Goal of the exercise
Go through the material and return every line that contains the string "hand".

Source records
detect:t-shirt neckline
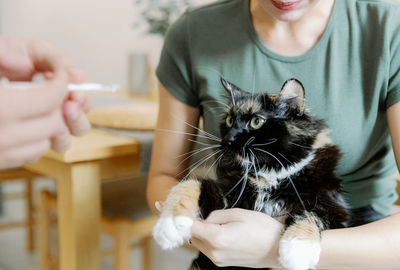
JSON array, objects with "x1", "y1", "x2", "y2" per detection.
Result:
[{"x1": 244, "y1": 0, "x2": 339, "y2": 63}]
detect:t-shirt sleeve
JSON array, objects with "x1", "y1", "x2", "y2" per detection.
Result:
[
  {"x1": 156, "y1": 12, "x2": 199, "y2": 107},
  {"x1": 385, "y1": 5, "x2": 400, "y2": 109}
]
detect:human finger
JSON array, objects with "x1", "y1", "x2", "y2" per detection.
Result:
[
  {"x1": 26, "y1": 39, "x2": 73, "y2": 74},
  {"x1": 0, "y1": 70, "x2": 69, "y2": 122},
  {"x1": 0, "y1": 37, "x2": 35, "y2": 80},
  {"x1": 191, "y1": 219, "x2": 222, "y2": 241},
  {"x1": 63, "y1": 100, "x2": 91, "y2": 136},
  {"x1": 28, "y1": 40, "x2": 87, "y2": 85},
  {"x1": 0, "y1": 139, "x2": 51, "y2": 170},
  {"x1": 51, "y1": 131, "x2": 71, "y2": 153},
  {"x1": 190, "y1": 235, "x2": 227, "y2": 267},
  {"x1": 67, "y1": 67, "x2": 87, "y2": 83},
  {"x1": 67, "y1": 91, "x2": 91, "y2": 113},
  {"x1": 40, "y1": 66, "x2": 86, "y2": 85},
  {"x1": 0, "y1": 110, "x2": 65, "y2": 150},
  {"x1": 189, "y1": 236, "x2": 206, "y2": 253},
  {"x1": 205, "y1": 208, "x2": 251, "y2": 224}
]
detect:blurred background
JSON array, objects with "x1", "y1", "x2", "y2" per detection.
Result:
[
  {"x1": 0, "y1": 1, "x2": 400, "y2": 270},
  {"x1": 0, "y1": 1, "x2": 213, "y2": 270},
  {"x1": 1, "y1": 0, "x2": 163, "y2": 87}
]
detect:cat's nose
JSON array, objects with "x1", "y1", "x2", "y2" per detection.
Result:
[
  {"x1": 223, "y1": 134, "x2": 236, "y2": 146},
  {"x1": 222, "y1": 133, "x2": 235, "y2": 145}
]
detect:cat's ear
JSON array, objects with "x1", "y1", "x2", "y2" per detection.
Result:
[
  {"x1": 220, "y1": 77, "x2": 243, "y2": 104},
  {"x1": 279, "y1": 78, "x2": 305, "y2": 115}
]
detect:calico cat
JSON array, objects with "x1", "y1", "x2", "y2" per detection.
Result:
[{"x1": 153, "y1": 78, "x2": 350, "y2": 270}]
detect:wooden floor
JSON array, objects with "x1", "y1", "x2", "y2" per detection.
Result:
[{"x1": 0, "y1": 178, "x2": 197, "y2": 270}]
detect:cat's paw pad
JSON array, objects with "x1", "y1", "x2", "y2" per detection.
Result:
[
  {"x1": 153, "y1": 215, "x2": 193, "y2": 250},
  {"x1": 278, "y1": 237, "x2": 321, "y2": 270}
]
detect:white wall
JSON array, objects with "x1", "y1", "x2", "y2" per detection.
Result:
[{"x1": 0, "y1": 0, "x2": 164, "y2": 86}]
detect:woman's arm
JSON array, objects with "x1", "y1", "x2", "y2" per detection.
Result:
[
  {"x1": 146, "y1": 82, "x2": 200, "y2": 213},
  {"x1": 317, "y1": 103, "x2": 400, "y2": 269},
  {"x1": 318, "y1": 214, "x2": 400, "y2": 269}
]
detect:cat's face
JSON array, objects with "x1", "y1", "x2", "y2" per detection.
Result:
[{"x1": 218, "y1": 78, "x2": 323, "y2": 172}]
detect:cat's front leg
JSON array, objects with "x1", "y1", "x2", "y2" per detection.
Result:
[
  {"x1": 278, "y1": 211, "x2": 325, "y2": 270},
  {"x1": 153, "y1": 179, "x2": 201, "y2": 250}
]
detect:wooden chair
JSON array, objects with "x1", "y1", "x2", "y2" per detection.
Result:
[
  {"x1": 0, "y1": 168, "x2": 41, "y2": 252},
  {"x1": 39, "y1": 174, "x2": 157, "y2": 270}
]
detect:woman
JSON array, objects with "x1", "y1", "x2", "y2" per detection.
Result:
[{"x1": 147, "y1": 0, "x2": 400, "y2": 268}]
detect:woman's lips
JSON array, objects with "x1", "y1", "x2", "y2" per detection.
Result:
[{"x1": 271, "y1": 0, "x2": 302, "y2": 10}]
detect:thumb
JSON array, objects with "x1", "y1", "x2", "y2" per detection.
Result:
[
  {"x1": 206, "y1": 208, "x2": 251, "y2": 224},
  {"x1": 191, "y1": 219, "x2": 221, "y2": 240}
]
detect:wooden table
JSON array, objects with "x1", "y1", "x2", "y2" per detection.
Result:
[{"x1": 23, "y1": 129, "x2": 141, "y2": 270}]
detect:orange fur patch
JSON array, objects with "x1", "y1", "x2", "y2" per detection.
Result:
[
  {"x1": 312, "y1": 129, "x2": 332, "y2": 149},
  {"x1": 163, "y1": 179, "x2": 201, "y2": 217},
  {"x1": 234, "y1": 99, "x2": 263, "y2": 114},
  {"x1": 283, "y1": 212, "x2": 324, "y2": 241}
]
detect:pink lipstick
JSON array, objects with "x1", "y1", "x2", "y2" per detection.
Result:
[{"x1": 271, "y1": 0, "x2": 302, "y2": 10}]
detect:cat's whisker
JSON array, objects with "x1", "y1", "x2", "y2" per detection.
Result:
[
  {"x1": 250, "y1": 149, "x2": 262, "y2": 172},
  {"x1": 177, "y1": 150, "x2": 221, "y2": 176},
  {"x1": 231, "y1": 155, "x2": 250, "y2": 208},
  {"x1": 253, "y1": 148, "x2": 284, "y2": 168},
  {"x1": 250, "y1": 151, "x2": 259, "y2": 183},
  {"x1": 204, "y1": 151, "x2": 224, "y2": 178},
  {"x1": 156, "y1": 128, "x2": 221, "y2": 143},
  {"x1": 175, "y1": 145, "x2": 220, "y2": 169},
  {"x1": 240, "y1": 137, "x2": 255, "y2": 161},
  {"x1": 277, "y1": 152, "x2": 293, "y2": 165},
  {"x1": 288, "y1": 142, "x2": 313, "y2": 149},
  {"x1": 251, "y1": 138, "x2": 277, "y2": 147},
  {"x1": 225, "y1": 169, "x2": 247, "y2": 197},
  {"x1": 203, "y1": 106, "x2": 230, "y2": 116},
  {"x1": 175, "y1": 139, "x2": 220, "y2": 158},
  {"x1": 173, "y1": 117, "x2": 221, "y2": 142},
  {"x1": 175, "y1": 143, "x2": 219, "y2": 158},
  {"x1": 254, "y1": 147, "x2": 307, "y2": 211},
  {"x1": 287, "y1": 175, "x2": 307, "y2": 210},
  {"x1": 202, "y1": 100, "x2": 231, "y2": 111},
  {"x1": 244, "y1": 136, "x2": 255, "y2": 147},
  {"x1": 188, "y1": 139, "x2": 218, "y2": 147},
  {"x1": 179, "y1": 150, "x2": 222, "y2": 180}
]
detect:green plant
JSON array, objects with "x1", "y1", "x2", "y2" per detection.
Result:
[{"x1": 134, "y1": 0, "x2": 193, "y2": 37}]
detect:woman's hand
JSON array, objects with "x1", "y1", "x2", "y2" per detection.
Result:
[
  {"x1": 0, "y1": 37, "x2": 90, "y2": 169},
  {"x1": 190, "y1": 208, "x2": 283, "y2": 268}
]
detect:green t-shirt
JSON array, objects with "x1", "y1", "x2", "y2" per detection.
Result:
[{"x1": 156, "y1": 0, "x2": 400, "y2": 215}]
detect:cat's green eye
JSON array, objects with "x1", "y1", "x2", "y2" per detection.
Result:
[
  {"x1": 226, "y1": 115, "x2": 233, "y2": 128},
  {"x1": 250, "y1": 116, "x2": 265, "y2": 130}
]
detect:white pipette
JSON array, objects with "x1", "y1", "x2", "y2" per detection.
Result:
[{"x1": 0, "y1": 77, "x2": 120, "y2": 92}]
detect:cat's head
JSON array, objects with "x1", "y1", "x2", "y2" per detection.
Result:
[{"x1": 218, "y1": 77, "x2": 328, "y2": 173}]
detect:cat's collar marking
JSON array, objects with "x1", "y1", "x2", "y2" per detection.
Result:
[{"x1": 255, "y1": 151, "x2": 316, "y2": 188}]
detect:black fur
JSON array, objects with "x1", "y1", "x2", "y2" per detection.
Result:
[{"x1": 189, "y1": 78, "x2": 350, "y2": 270}]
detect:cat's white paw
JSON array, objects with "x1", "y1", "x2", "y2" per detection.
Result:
[
  {"x1": 153, "y1": 215, "x2": 193, "y2": 250},
  {"x1": 278, "y1": 237, "x2": 321, "y2": 270}
]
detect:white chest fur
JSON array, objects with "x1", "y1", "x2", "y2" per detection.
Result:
[
  {"x1": 252, "y1": 152, "x2": 315, "y2": 221},
  {"x1": 254, "y1": 191, "x2": 287, "y2": 221}
]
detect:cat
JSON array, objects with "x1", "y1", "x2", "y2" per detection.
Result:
[{"x1": 153, "y1": 78, "x2": 350, "y2": 270}]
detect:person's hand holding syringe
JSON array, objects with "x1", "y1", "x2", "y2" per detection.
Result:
[{"x1": 0, "y1": 37, "x2": 118, "y2": 170}]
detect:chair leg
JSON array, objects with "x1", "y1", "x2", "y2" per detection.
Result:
[
  {"x1": 26, "y1": 178, "x2": 35, "y2": 252},
  {"x1": 114, "y1": 222, "x2": 131, "y2": 270},
  {"x1": 142, "y1": 236, "x2": 152, "y2": 270},
  {"x1": 39, "y1": 190, "x2": 51, "y2": 270}
]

Response box
detect:woman's hand
detect:person's hand holding syringe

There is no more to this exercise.